— DO THIS —
Write out word for word the passage of the forum thread below on an intermittent digital TV signal, starting at "Thanks big government" and ending at "digital signal problem.".

— EXTRACTED TEXT —
★ ★ ★

# Intermittent Dtv Signal



## TwoElkhounds (Mar 11, 2007)

Hi,

Hope you can assist me with my problem.

I have a Winegard RV-6004 installed on my 2006 Outback. We bought a new digital TV and are trying to get it to work. TV works fine in the house while connected to cable. However, when in the trailer, the TV picture freezes frequently and fades out. You can monitor the digital signal from the TV, and it appears to be intermittent, strong one minute, weak the next, then no signal for a while, then back to a signal again. There appears to be no pattern to the signal fading in and out. I also hooked up the DTV conversion box and it could find no signal at all.

I checked the voltage at the antenna and it gave a reading of 13.6 Volts DC, which I assume is normal. The owner's manual implies I should replace the antenna head assemby.

Anyone have a similar problem? Did replacing the antenna head solve the problem?

Thanks for any advice. Football season is coming and I need to get this fixed!!

DAN


----------



## Dreamtimers (Mar 7, 2005)

My parents have much the same problem, _(without the signal booster)_, at their house. I think it's due to a low signal level overall, why your signal varies so much is a mystery. Good luck and keep us informed.


----------



## egregg57 (Feb 13, 2006)

Dreamtimers said:


> My parents have much the same problem, _(without the signal booster)_, at their house. I think it's due to a low signal level overall, why your signal varies so much is a mystery. Good luck and keep us informed.


 Dreamtimers hit it on the head. Most likely cause is a weak or noisy signal.

trouble shooting....

1. Check that your coax cables are not damaged, especially at the connectors. The connector at the antenna is most exposed to the elements.
2. Check that your coax connectors are tight.
3. If you can find some one with a signal DB meter ensure that you have a strong signal at the connector end going into the TV.
4. If not or you suspect low signal amplitude install a signal booster. Available from most electronics stores, Walmart, Radio Shack etc.

This should correct the problem.

Eric


----------



## battalionchief3 (Jun 27, 2006)

Thanks big government for telling me how great digital TV is. At one time I got 5 fuzzy channels, now I get NONE!!!!! Im so glad they are telling me how great it is, I keep forgetting.....


----------



## joy-rick (Jan 27, 2008)

Winegard makes what is essentially a "snap-on" addition for their antenna. It gives a little bit more directionality and gain to the antenna and can improve digital reception. I added it to my antenna. It only took a few minutes to install and I believe that it has improved my digital reception somewhat. The device is available from CW. As I recall, the cost was around $30. This gizmo might help you with your weak digital signal problem.


----------



## phxbrit (Jul 24, 2007)

★ ★ ★

— DATA —
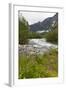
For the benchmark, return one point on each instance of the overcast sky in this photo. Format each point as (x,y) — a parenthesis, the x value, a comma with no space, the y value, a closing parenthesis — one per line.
(34,17)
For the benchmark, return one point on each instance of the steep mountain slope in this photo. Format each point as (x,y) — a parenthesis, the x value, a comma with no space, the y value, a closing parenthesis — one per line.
(45,24)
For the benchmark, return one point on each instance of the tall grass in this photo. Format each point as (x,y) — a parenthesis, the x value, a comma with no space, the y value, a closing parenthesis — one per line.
(38,66)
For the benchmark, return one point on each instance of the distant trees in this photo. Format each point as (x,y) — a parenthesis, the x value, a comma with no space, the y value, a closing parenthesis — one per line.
(52,36)
(23,31)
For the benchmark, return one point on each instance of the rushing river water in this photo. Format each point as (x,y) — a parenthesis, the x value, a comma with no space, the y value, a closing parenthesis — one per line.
(36,46)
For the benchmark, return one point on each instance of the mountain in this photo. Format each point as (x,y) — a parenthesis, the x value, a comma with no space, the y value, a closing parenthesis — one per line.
(45,24)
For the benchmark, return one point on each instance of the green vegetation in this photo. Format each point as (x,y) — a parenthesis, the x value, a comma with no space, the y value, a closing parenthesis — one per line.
(52,36)
(23,31)
(38,66)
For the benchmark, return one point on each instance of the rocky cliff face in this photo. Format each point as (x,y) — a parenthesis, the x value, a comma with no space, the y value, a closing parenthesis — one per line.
(45,24)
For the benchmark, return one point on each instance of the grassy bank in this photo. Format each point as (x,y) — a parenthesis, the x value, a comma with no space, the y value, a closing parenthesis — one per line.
(38,66)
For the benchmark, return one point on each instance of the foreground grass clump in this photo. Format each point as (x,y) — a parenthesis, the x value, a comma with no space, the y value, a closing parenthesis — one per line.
(38,66)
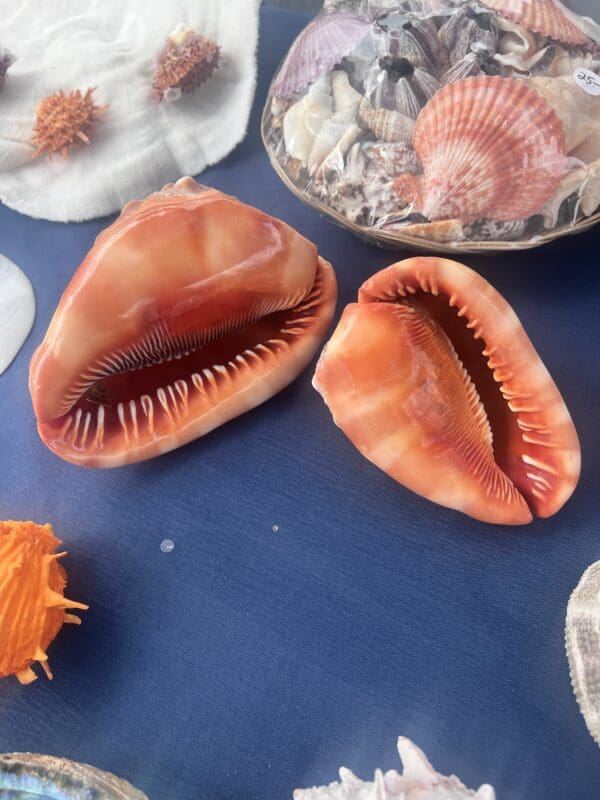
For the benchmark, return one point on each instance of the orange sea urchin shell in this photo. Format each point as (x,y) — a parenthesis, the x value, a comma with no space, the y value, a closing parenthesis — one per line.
(189,310)
(186,61)
(32,603)
(490,147)
(547,17)
(433,378)
(64,120)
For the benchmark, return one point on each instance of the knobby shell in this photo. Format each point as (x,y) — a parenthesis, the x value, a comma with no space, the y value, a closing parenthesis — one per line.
(376,133)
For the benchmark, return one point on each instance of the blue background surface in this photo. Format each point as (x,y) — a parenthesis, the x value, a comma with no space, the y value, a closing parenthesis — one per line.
(248,662)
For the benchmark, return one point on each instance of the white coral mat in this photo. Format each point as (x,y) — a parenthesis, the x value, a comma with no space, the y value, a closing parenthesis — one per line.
(140,144)
(17,310)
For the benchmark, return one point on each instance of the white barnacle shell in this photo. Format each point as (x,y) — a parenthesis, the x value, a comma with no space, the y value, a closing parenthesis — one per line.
(304,120)
(140,144)
(340,131)
(418,781)
(17,310)
(582,640)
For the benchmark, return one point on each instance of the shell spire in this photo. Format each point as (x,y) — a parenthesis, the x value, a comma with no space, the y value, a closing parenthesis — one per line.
(418,781)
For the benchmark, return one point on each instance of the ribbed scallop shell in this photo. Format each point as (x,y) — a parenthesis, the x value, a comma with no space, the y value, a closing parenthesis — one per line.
(547,17)
(320,46)
(582,640)
(25,775)
(490,147)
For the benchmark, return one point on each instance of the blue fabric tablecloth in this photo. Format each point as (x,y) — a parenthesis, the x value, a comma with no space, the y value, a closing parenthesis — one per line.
(251,660)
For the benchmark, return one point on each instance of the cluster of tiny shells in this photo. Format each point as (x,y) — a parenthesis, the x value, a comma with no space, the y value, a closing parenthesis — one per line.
(358,119)
(65,120)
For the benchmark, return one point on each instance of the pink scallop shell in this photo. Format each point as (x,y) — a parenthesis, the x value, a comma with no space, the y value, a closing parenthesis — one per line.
(324,42)
(548,17)
(490,147)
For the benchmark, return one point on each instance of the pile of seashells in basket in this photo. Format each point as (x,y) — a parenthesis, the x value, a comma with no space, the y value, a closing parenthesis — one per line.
(459,123)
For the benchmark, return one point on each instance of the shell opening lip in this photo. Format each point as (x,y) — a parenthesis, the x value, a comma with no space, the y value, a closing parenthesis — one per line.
(145,393)
(516,440)
(471,348)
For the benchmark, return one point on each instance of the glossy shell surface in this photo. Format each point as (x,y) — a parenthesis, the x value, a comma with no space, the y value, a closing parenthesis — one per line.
(189,310)
(17,310)
(490,148)
(26,775)
(582,640)
(434,380)
(33,607)
(418,781)
(324,42)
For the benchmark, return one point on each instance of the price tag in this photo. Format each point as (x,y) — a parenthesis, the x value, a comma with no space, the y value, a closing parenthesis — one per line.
(587,80)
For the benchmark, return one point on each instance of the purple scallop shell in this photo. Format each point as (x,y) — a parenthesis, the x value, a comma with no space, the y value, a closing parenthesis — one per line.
(320,46)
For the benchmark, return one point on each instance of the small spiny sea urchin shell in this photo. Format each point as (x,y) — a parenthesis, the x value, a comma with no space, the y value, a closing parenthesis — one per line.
(64,120)
(582,640)
(25,775)
(31,580)
(186,61)
(398,85)
(490,147)
(6,59)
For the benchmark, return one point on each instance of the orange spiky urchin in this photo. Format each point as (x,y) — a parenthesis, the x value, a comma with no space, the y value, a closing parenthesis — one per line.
(64,120)
(32,602)
(186,61)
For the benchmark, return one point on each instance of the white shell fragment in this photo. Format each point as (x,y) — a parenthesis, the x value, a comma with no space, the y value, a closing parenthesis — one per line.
(17,310)
(419,781)
(139,144)
(582,639)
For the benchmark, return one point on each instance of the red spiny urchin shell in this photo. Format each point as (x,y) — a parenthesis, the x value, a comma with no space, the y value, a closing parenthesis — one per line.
(186,61)
(33,607)
(64,120)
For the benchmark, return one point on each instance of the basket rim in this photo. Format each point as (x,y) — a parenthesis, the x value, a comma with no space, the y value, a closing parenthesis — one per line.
(417,243)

★ ★ ★

— OUTPUT OF THE EXERCISE —
Thanks big government for telling me how great digital TV is. At one time I got 5 fuzzy channels, now I get NONE!!!!! Im so glad they are telling me how great it is, I keep forgetting.....


----------



## joy-rick (Jan 27, 2008)

Winegard makes what is essentially a "snap-on" addition for their antenna. It gives a little bit more directionality and gain to the antenna and can improve digital reception. I added it to my antenna. It only took a few minutes to install and I believe that it has improved my digital reception somewhat. The device is available from CW. As I recall, the cost was around $30. This gizmo might help you with your weak digital signal problem.